## The exercise
Reproduce exactly the lines from the line containing "Expected behaviour: the pointer locates the shirt" through the end of the records below, including both ends, and nothing else.

Extracted data entries
□ □ □ □ □
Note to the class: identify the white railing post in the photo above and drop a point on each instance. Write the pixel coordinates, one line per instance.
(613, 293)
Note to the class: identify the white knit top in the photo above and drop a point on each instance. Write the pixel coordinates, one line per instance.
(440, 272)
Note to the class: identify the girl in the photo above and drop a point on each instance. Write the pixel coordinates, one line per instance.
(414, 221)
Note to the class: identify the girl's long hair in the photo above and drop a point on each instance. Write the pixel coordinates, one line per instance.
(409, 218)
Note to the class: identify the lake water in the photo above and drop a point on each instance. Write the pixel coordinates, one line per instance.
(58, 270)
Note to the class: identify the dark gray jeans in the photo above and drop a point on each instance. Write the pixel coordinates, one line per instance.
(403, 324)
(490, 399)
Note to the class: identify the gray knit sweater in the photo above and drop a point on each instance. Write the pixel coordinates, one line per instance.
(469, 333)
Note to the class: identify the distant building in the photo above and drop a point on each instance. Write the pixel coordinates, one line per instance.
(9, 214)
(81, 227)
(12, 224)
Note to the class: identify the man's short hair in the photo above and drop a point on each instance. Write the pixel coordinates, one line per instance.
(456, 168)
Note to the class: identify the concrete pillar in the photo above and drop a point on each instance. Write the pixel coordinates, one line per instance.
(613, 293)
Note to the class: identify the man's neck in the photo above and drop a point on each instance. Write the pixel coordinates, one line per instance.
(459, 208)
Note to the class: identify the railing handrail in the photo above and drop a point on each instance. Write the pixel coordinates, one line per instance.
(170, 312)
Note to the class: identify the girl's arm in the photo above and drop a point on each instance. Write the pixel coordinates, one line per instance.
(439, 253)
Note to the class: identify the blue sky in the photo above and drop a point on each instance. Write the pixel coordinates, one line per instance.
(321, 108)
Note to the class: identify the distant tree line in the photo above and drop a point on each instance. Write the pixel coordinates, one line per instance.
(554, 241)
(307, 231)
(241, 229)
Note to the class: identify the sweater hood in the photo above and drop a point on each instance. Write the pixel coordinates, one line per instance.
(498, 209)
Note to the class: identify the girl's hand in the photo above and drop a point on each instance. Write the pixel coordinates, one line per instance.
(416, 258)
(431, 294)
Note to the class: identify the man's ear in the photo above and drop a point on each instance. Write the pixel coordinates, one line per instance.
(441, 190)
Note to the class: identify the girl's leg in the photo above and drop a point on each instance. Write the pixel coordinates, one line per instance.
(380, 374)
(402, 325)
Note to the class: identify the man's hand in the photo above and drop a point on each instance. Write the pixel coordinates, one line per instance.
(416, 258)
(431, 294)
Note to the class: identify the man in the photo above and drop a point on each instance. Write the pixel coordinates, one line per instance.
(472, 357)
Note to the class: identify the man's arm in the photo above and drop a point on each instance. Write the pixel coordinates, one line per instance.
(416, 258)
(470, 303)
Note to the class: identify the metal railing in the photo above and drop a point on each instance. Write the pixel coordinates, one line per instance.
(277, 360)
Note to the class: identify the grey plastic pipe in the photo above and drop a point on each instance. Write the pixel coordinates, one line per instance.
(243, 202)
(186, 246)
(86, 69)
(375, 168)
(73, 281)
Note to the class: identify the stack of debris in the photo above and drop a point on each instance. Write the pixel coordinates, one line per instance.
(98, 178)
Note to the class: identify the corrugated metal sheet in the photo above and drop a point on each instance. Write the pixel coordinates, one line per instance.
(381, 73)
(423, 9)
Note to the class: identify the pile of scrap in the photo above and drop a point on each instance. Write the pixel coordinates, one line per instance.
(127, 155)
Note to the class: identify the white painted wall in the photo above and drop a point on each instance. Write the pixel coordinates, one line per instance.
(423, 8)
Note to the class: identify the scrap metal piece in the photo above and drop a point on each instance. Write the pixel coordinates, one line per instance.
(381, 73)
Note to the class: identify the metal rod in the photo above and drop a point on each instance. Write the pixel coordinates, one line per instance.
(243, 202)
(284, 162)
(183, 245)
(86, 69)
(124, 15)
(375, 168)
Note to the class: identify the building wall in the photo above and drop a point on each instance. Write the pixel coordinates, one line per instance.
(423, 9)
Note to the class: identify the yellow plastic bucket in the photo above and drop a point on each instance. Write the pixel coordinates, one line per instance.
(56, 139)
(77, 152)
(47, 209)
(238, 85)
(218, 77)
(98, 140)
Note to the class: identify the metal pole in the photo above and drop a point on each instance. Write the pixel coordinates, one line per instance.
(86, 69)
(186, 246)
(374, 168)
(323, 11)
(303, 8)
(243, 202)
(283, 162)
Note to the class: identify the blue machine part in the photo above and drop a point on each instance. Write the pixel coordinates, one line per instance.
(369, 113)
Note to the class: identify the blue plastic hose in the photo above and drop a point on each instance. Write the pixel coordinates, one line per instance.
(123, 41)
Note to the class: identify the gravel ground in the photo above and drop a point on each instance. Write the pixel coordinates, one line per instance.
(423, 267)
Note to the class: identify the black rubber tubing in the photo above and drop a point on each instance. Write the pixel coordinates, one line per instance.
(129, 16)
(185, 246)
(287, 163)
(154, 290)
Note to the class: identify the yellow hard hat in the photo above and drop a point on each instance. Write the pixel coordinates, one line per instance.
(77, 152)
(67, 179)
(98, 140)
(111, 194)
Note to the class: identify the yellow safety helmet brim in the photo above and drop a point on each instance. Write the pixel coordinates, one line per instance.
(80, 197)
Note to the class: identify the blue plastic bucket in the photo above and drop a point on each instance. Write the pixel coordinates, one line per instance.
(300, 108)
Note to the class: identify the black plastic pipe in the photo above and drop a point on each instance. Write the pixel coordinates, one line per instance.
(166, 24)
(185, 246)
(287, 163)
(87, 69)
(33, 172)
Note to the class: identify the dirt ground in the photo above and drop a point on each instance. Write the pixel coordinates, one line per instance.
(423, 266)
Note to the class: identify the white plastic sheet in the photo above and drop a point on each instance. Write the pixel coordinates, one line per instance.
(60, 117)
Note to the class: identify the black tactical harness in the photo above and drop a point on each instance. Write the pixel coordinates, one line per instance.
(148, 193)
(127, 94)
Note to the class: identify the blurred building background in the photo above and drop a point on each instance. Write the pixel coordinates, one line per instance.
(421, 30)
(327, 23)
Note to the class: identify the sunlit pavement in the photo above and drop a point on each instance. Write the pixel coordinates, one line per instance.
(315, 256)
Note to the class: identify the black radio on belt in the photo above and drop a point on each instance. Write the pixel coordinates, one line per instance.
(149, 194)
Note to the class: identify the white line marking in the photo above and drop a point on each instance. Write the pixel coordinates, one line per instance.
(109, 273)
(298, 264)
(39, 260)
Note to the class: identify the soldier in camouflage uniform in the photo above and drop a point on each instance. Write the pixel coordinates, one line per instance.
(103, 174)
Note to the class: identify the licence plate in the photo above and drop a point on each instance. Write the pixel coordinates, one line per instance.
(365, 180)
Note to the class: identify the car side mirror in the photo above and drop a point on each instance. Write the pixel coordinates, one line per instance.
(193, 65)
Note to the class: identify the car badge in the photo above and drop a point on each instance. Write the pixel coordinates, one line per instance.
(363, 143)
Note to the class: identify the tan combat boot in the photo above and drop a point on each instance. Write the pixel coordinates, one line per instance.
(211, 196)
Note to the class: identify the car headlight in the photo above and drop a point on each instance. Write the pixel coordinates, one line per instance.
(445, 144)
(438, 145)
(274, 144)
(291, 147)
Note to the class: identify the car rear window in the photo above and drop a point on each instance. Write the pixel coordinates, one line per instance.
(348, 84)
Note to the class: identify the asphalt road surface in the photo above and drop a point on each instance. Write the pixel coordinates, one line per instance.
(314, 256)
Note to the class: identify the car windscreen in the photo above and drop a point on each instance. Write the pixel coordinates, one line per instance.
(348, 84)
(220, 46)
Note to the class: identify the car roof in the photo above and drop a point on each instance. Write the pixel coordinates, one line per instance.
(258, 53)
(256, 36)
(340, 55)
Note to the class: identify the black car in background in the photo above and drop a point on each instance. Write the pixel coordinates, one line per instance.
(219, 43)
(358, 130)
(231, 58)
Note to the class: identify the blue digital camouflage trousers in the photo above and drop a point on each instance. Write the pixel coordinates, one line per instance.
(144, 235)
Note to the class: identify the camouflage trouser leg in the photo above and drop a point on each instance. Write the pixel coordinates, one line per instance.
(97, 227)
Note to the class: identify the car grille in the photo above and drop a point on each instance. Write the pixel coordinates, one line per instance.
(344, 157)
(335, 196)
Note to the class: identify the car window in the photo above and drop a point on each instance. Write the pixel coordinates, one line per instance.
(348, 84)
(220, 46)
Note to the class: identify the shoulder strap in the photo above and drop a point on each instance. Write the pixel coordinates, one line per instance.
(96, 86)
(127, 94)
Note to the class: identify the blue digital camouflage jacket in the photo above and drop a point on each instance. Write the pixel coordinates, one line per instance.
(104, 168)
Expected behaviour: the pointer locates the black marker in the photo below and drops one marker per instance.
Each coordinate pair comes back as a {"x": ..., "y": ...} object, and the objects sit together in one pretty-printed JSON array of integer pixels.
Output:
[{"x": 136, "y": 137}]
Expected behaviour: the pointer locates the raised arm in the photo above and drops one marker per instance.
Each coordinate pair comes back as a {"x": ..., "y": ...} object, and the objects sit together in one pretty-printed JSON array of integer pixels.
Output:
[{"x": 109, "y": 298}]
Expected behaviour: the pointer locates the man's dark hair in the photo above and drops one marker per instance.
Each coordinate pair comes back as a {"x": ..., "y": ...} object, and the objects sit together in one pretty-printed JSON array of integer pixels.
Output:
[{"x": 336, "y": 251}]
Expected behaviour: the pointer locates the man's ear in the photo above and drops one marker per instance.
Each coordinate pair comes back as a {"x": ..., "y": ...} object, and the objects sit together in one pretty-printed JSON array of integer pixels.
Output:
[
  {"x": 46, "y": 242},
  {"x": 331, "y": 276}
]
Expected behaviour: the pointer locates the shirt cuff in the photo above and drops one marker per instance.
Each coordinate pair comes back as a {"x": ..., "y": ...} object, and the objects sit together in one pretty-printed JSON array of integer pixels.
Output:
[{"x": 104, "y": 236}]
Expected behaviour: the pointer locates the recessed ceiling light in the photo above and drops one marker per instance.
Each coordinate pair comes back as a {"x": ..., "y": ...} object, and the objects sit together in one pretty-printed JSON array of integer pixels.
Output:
□ □ □ □ □
## Full answer
Expected behaviour: the pointer locates the shirt cuff in the photo above and drops one marker per instance.
Each coordinate pair comes back as a {"x": ..., "y": ...} object, and the objects sit together in one pretty-printed JSON array of integer pixels.
Output:
[{"x": 104, "y": 236}]
Expected behaviour: the pointer locates the recessed ceiling light in the photo above and drops one marker per instance.
Each coordinate pair comes back as a {"x": ..., "y": ...} object, and the objects sit together in one pretty-printed JSON array of integer pixels.
Output:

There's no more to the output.